◆ **WHAT YOU HAVE TO DO**
State how many lines of the rows below contain the word "green", matching case exactly, and give only that number.

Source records
========

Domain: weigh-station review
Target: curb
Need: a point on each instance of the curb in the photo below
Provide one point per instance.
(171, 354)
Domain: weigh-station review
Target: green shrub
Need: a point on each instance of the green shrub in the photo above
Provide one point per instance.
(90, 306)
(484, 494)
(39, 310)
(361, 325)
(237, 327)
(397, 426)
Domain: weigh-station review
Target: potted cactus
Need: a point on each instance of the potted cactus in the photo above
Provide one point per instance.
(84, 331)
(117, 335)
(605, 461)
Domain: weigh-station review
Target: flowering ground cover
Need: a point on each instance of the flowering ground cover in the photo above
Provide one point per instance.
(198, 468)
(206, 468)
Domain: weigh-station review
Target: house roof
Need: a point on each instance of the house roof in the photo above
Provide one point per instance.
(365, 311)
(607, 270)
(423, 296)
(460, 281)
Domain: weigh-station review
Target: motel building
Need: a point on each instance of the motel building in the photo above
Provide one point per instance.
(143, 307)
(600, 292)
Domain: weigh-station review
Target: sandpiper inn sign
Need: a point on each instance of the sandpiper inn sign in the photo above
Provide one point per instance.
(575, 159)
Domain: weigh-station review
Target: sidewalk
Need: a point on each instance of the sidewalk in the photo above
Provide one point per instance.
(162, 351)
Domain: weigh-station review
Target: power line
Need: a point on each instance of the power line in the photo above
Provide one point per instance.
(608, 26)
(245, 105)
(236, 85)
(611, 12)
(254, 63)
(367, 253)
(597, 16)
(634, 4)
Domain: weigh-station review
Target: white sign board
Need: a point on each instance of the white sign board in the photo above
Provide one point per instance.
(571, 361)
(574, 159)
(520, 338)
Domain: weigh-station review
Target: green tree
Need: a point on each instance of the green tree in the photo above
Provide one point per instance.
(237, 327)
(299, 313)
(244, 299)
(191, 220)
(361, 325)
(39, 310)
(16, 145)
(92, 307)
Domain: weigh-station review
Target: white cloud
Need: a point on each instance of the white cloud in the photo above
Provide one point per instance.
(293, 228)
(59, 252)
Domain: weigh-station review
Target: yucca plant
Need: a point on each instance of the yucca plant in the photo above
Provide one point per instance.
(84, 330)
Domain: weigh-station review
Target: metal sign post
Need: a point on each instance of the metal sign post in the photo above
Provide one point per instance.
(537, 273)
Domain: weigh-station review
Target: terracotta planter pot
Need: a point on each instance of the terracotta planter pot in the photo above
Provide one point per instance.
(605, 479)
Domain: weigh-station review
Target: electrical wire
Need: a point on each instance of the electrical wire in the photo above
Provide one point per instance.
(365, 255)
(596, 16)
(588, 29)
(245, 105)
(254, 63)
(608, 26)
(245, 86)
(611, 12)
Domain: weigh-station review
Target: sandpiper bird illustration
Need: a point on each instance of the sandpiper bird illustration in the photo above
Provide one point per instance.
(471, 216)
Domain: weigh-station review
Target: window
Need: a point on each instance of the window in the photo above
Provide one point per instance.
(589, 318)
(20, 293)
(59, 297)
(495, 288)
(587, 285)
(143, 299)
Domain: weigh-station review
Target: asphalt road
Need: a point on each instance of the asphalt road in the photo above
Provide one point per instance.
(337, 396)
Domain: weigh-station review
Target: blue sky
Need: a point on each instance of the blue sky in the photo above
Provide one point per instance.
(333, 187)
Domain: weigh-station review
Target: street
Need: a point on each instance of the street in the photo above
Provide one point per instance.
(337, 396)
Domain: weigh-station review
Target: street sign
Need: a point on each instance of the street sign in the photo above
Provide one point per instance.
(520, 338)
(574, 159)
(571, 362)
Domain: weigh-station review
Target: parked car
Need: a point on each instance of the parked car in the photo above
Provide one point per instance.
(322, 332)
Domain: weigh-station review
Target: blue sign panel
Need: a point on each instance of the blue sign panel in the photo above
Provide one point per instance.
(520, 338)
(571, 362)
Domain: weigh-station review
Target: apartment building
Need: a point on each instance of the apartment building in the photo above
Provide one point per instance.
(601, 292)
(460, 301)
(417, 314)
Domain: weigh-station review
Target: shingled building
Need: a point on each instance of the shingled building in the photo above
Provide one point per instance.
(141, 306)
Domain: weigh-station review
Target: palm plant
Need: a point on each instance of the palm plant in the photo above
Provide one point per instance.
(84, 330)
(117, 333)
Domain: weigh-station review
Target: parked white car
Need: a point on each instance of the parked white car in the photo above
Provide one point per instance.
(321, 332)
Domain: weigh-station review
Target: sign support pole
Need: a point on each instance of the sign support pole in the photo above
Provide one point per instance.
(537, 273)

========

◆ **CORRECT RESULT**
4